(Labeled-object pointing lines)
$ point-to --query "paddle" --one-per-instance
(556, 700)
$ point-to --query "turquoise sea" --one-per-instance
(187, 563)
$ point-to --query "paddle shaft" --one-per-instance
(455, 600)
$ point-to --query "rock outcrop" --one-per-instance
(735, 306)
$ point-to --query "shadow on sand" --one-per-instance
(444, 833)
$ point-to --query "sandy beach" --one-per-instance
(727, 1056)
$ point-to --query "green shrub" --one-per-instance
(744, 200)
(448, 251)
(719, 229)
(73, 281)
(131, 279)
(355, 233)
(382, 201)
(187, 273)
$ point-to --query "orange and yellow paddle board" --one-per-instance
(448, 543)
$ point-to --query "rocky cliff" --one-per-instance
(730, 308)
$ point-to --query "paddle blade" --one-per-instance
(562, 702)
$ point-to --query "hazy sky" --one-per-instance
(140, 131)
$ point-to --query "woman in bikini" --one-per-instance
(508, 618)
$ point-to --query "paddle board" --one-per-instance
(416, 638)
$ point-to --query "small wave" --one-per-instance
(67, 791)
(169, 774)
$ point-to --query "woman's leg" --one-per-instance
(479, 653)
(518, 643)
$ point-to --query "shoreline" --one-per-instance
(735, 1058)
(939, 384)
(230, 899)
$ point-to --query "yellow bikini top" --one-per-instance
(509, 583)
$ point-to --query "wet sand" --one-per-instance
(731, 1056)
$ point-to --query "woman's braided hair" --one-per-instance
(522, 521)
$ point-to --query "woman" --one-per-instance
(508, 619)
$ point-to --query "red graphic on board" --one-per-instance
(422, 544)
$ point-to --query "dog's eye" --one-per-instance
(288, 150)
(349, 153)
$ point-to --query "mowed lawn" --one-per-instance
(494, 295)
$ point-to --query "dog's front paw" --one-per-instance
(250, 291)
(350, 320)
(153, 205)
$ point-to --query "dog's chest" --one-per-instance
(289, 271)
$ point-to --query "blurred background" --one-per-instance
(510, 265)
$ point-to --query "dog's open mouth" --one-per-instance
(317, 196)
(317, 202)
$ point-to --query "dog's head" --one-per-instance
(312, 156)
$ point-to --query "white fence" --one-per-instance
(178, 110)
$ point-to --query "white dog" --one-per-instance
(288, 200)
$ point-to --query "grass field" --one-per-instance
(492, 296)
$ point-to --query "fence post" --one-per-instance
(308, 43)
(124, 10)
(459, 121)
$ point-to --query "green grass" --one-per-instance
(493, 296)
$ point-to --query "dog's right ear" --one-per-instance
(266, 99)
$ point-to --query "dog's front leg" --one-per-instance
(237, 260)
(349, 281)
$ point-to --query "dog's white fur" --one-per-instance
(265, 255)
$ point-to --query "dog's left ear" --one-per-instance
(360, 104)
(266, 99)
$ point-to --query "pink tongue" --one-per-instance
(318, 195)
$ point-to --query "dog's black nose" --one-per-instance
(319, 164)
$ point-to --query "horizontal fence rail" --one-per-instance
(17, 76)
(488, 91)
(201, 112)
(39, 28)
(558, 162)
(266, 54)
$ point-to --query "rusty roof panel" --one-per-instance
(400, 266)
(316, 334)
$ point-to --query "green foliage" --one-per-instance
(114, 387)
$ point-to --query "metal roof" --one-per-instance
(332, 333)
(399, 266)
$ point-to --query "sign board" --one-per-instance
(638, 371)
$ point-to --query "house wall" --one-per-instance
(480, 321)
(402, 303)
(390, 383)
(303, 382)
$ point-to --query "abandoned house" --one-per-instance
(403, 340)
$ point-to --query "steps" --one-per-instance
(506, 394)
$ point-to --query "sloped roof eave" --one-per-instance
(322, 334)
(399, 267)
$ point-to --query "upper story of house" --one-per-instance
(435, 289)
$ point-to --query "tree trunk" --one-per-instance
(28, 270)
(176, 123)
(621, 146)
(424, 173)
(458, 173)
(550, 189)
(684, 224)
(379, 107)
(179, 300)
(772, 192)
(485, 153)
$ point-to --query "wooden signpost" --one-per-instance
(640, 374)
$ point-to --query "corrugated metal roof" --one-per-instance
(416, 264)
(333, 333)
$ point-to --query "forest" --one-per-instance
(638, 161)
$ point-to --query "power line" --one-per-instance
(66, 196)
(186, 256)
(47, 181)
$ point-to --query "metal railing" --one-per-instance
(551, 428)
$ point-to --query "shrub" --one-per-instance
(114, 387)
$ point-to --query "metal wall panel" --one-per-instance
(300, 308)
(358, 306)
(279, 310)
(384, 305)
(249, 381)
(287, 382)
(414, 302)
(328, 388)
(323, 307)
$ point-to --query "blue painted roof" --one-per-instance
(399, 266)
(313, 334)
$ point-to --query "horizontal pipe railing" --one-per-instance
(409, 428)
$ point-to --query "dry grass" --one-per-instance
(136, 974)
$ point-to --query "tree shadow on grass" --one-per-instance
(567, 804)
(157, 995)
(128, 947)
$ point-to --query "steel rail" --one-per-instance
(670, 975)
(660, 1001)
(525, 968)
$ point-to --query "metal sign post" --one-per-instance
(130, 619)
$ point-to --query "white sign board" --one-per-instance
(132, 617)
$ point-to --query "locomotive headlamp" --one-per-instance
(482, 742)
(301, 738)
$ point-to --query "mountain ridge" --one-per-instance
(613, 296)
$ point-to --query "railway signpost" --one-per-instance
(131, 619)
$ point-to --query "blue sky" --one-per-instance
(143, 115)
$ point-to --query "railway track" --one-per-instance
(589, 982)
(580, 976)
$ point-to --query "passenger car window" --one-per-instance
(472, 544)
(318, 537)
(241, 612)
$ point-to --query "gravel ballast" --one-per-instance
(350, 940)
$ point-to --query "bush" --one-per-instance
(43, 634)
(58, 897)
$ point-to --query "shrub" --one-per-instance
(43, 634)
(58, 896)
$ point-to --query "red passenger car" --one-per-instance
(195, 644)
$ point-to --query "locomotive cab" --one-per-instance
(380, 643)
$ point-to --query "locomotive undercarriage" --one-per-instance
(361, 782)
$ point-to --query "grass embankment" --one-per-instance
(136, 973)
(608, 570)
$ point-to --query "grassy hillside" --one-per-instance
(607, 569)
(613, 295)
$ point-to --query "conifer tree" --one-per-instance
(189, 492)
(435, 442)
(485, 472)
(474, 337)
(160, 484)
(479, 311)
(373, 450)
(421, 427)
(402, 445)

EXERCISE
Retype all of the lines above without any change.

TASK RESPONSE
$ point-to --query "paddle" --one-per-instance
(556, 700)
$ point-to --query "turquoise sea" --one-per-instance
(187, 563)
$ point-to --query "paddle shaft" --one-per-instance
(455, 600)
$ point-to --query "rock outcrop" --one-per-instance
(735, 306)
$ point-to --query "shadow on sand" --one-per-instance
(444, 833)
$ point-to --query "sandy beach" --one-per-instance
(727, 1056)
$ point-to --query "green shrub" --one-per-instance
(744, 200)
(448, 251)
(719, 229)
(73, 281)
(131, 279)
(355, 233)
(382, 201)
(187, 273)
$ point-to --query "orange and yellow paddle board" --one-per-instance
(448, 543)
$ point-to --query "rocky cliff" --one-per-instance
(730, 308)
$ point-to --query "paddle blade" --one-per-instance
(562, 702)
$ point-to --query "hazy sky" --one-per-instance
(140, 131)
$ point-to --query "woman in bikini" --one-per-instance
(508, 618)
$ point-to --query "paddle board" --one-per-instance
(416, 638)
$ point-to --query "small wave" --one-per-instance
(67, 791)
(169, 774)
$ point-to --query "woman's leg" --one-per-instance
(479, 653)
(518, 643)
$ point-to --query "shoreline" --one-per-instance
(735, 1058)
(939, 384)
(230, 899)
$ point-to --query "yellow bikini top" --one-per-instance
(509, 583)
$ point-to --query "wet sand" --one-per-instance
(731, 1056)
$ point-to --query "woman's braided hair" --one-per-instance
(522, 521)
$ point-to --query "woman" --one-per-instance
(508, 619)
$ point-to --query "red graphic on board" --one-per-instance
(422, 544)
$ point-to --query "dog's eye" --one-per-instance
(288, 150)
(349, 153)
$ point-to --query "mowed lawn" --one-per-instance
(494, 295)
$ point-to --query "dog's front paw" --one-per-instance
(250, 291)
(350, 320)
(153, 205)
$ point-to --query "dog's chest" --one-per-instance
(289, 271)
$ point-to --query "blurred background" --one-per-instance
(510, 265)
$ point-to --query "dog's open mouth" --one-per-instance
(317, 196)
(317, 202)
$ point-to --query "dog's head" --one-per-instance
(312, 156)
$ point-to --query "white fence" --one-per-instance
(178, 110)
$ point-to --query "white dog" --one-per-instance
(288, 200)
$ point-to --query "grass field" --one-per-instance
(492, 296)
$ point-to --query "fence post" --one-per-instance
(308, 43)
(124, 10)
(459, 121)
$ point-to --query "green grass" --one-per-instance
(493, 296)
$ point-to --query "dog's right ear" --one-per-instance
(266, 99)
$ point-to --query "dog's front leg" --one-per-instance
(237, 260)
(349, 281)
$ point-to --query "dog's white fur" --one-per-instance
(265, 255)
$ point-to --query "dog's left ear" --one-per-instance
(360, 104)
(266, 99)
$ point-to --query "pink tongue" --one-per-instance
(318, 195)
$ point-to --query "dog's black nose" --one-per-instance
(319, 164)
$ point-to --query "horizontal fence rail" --one-per-instance
(17, 76)
(488, 91)
(201, 112)
(39, 28)
(558, 162)
(266, 54)
$ point-to --query "rusty roof panel" --one-per-instance
(400, 266)
(316, 334)
$ point-to --query "green foliage" --one-per-instance
(114, 387)
$ point-to --query "metal roof" --one-per-instance
(332, 333)
(399, 266)
$ point-to --query "sign board" --one-per-instance
(638, 371)
$ point-to --query "house wall" --one-per-instance
(480, 321)
(402, 303)
(390, 383)
(303, 382)
$ point-to --query "abandoned house" --one-per-instance
(403, 340)
$ point-to --query "steps" --one-per-instance
(506, 394)
$ point-to --query "sloped roof eave" --one-per-instance
(322, 334)
(399, 267)
$ point-to --query "upper story of house" --one-per-instance
(435, 289)
$ point-to --query "tree trunk" --one-per-instance
(28, 270)
(176, 123)
(621, 146)
(424, 173)
(458, 173)
(550, 189)
(684, 224)
(379, 107)
(179, 300)
(772, 192)
(485, 153)
$ point-to --query "wooden signpost" --one-per-instance
(640, 374)
$ point-to --query "corrugated metal roof" --one-per-instance
(416, 264)
(333, 333)
$ point-to --query "forest" --one-per-instance
(638, 161)
$ point-to --query "power line" --one-per-instance
(66, 196)
(186, 256)
(47, 181)
$ point-to --query "metal railing" --one-per-instance
(551, 428)
$ point-to --query "shrub" --one-per-instance
(114, 387)
$ point-to --query "metal wall panel" --one-per-instance
(300, 308)
(358, 306)
(279, 310)
(384, 305)
(249, 381)
(287, 382)
(414, 302)
(328, 388)
(323, 307)
$ point-to --query "blue painted roof" --one-per-instance
(399, 266)
(313, 334)
$ point-to --query "horizontal pipe railing" --one-per-instance
(409, 428)
$ point-to --query "dry grass" --one-per-instance
(136, 974)
$ point-to --query "tree shadow on grass" --one-per-instance
(567, 804)
(157, 995)
(128, 947)
$ point-to --query "steel rail" --one-per-instance
(670, 975)
(660, 1001)
(525, 968)
$ point-to --query "metal sign post" --one-per-instance
(130, 619)
$ point-to --query "white sign board" --one-per-instance
(132, 617)
$ point-to --query "locomotive headlamp" --one-per-instance
(482, 742)
(301, 738)
$ point-to --query "mountain ridge" --one-per-instance
(613, 296)
$ point-to --query "railway signpost" --one-per-instance
(131, 619)
$ point-to --query "blue sky" --one-per-instance
(143, 115)
$ point-to --query "railway track" --one-per-instance
(589, 982)
(580, 976)
$ point-to --query "passenger car window" --one-per-instance
(472, 544)
(318, 537)
(241, 612)
$ point-to --query "gravel ballast" --one-per-instance
(350, 940)
$ point-to --query "bush" --one-per-instance
(43, 634)
(58, 897)
$ point-to --query "shrub" --one-per-instance
(43, 634)
(58, 896)
$ point-to --query "red passenger car" --one-per-instance
(195, 644)
$ point-to --query "locomotive cab" --one-per-instance
(380, 643)
$ point-to --query "locomotive undercarriage" --one-per-instance
(361, 782)
$ point-to --query "grass embankment" --one-per-instance
(136, 973)
(608, 570)
$ point-to --query "grassy hillside" --one-per-instance
(607, 569)
(613, 295)
$ point-to --query "conifer tree" --one-per-instance
(189, 492)
(435, 442)
(485, 472)
(474, 337)
(160, 484)
(479, 311)
(373, 450)
(421, 427)
(402, 445)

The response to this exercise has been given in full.